(SET EXERCISE): Copy out the records word for word, starting at the line that contains "of the green" and ending at the final line of the records, with both of those lines included.
>> Begin DATA SHOWN
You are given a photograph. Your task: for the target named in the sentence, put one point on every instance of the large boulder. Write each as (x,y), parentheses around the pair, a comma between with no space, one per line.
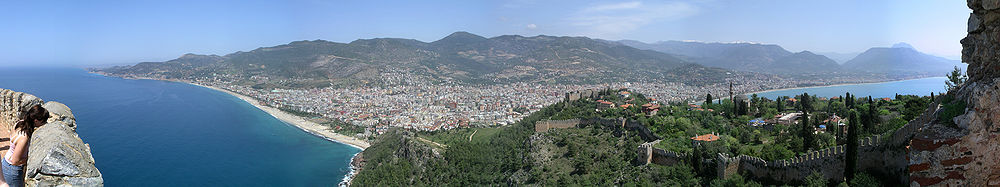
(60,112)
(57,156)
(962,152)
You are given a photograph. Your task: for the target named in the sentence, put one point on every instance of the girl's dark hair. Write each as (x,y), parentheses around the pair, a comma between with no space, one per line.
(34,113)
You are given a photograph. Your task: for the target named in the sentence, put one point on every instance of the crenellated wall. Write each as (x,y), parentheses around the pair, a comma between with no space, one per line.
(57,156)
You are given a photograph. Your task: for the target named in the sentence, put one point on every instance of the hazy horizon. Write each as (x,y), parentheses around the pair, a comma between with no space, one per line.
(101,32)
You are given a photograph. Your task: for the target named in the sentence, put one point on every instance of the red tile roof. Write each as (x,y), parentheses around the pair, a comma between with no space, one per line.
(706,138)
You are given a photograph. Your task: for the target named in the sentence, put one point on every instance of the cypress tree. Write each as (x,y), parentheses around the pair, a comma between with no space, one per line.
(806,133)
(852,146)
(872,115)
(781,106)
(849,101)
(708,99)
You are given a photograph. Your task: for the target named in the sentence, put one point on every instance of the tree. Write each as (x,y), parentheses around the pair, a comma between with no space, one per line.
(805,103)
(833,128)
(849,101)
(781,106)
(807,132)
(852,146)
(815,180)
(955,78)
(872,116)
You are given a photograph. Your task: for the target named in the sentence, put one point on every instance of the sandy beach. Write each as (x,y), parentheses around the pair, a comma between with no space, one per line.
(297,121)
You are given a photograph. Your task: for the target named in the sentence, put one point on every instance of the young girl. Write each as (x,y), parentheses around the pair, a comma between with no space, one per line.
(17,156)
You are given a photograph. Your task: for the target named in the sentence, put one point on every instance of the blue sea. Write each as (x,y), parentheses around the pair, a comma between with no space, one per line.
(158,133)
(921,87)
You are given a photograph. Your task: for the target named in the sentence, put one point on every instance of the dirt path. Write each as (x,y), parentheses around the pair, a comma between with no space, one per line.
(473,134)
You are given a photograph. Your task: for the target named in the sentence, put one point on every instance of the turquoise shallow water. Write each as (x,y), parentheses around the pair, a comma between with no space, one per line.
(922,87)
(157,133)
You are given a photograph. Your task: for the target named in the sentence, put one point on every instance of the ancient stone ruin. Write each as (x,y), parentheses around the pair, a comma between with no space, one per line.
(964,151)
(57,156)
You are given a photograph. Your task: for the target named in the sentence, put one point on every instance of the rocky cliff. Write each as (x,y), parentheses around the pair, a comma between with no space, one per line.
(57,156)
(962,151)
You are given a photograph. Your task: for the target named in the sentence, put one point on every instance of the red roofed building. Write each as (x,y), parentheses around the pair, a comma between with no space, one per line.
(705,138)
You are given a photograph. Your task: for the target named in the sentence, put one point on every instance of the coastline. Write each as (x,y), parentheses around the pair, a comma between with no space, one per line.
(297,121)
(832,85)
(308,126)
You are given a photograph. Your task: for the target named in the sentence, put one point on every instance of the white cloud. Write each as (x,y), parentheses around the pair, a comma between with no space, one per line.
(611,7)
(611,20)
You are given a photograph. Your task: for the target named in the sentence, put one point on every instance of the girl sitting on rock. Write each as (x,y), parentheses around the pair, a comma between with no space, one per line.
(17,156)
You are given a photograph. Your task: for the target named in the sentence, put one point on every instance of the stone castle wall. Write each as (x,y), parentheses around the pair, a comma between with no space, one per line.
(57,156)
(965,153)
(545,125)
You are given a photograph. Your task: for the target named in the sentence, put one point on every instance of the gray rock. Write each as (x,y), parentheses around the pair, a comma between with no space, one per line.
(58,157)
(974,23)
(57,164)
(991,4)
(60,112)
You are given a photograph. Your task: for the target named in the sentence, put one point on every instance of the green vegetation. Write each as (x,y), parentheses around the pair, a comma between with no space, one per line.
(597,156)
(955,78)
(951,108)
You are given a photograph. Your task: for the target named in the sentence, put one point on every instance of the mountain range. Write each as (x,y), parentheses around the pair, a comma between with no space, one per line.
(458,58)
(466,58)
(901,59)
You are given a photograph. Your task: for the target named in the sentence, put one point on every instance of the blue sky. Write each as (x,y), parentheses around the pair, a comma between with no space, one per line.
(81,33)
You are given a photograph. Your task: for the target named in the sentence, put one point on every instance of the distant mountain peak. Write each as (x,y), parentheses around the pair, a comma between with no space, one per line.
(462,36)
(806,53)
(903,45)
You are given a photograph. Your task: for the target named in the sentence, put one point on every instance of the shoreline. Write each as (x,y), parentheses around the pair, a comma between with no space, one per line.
>> End DATA SHOWN
(RIGHT ANSWER):
You are given a photograph. Your task: for the target named in the sentence, put one point on every instance of the green vegetation. Write each as (x,y), parentheses around the pair, a comma between with no space, one per line.
(597,156)
(955,78)
(951,108)
You are given a photograph. Your task: for the target named in the sentence, put one point on every instance of the mountain range. Write each as (x,y), parentheses around the pair, a comma between with no space, one per line.
(458,58)
(466,58)
(901,59)
You are given a photograph. Your task: for the target named in the sentence, put one point on every instance of the blue sky. Write each as (x,y), parentheses around the pair, a comma between with no space, one per line.
(81,33)
You are given a photograph. Your task: for the target named in the sentence, put one point on every instance of the distant mountain peak. Write each as (x,y), parentheses around the pair, a comma between with no space, one per line.
(462,36)
(806,53)
(903,45)
You are given a photograph. Your task: for the target named in the sentence, put one point on every instance of the shoreline. Write each as (x,y), parentheses around the pair, a comma between with no space, one per line.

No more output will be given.